China stock market

Black debut as China markets suspend business after 7 per cent fall triggers circuit breaker on first trading day of 2016

Expiry of ban on share sales by major shareholders this Friday spooks investors; regional markets down on poor China data

PUBLISHED : Monday, 04 January, 2016, 9:08am
UPDATED : Tuesday, 05 January, 2016, 2:45am

A newly launched circuit breaker cut short the year’s first trading day in the Shanghai and Shenzhen A-share markets on Monday, with analysts warning the new policy and expiry of a ban on selling shares by major stock owners of Chinese companies will usher in a volatile week.

Poor Chinese economic data dragged down Asian regional stock markets in what shaped up to be the worst first trading to start a year, with Hong Kong brokers labelling it a “black” debut which they believe could be an omen for a poor performance in equities in 2016.

Objectives =>
(1) In the China stock market article, what did Hong Kong brokers label the first trading day of 2016?
(2) Rewrite the China stock market article starting with "A newly launched" and going on through "a volatile week.", substituting "trading curb" for "circuit breaker".

Data excerpt =>
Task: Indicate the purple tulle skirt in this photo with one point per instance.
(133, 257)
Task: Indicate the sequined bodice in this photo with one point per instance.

Task solutions =>
(1) A "black" debut.

(2)
A newly launched trading curb cut short the year’s first trading day in the Shanghai and Shenzhen A-share markets on Monday, with analysts warning the new policy and expiry of a ban on selling shares by major stock owners of Chinese companies will usher in a volatile week.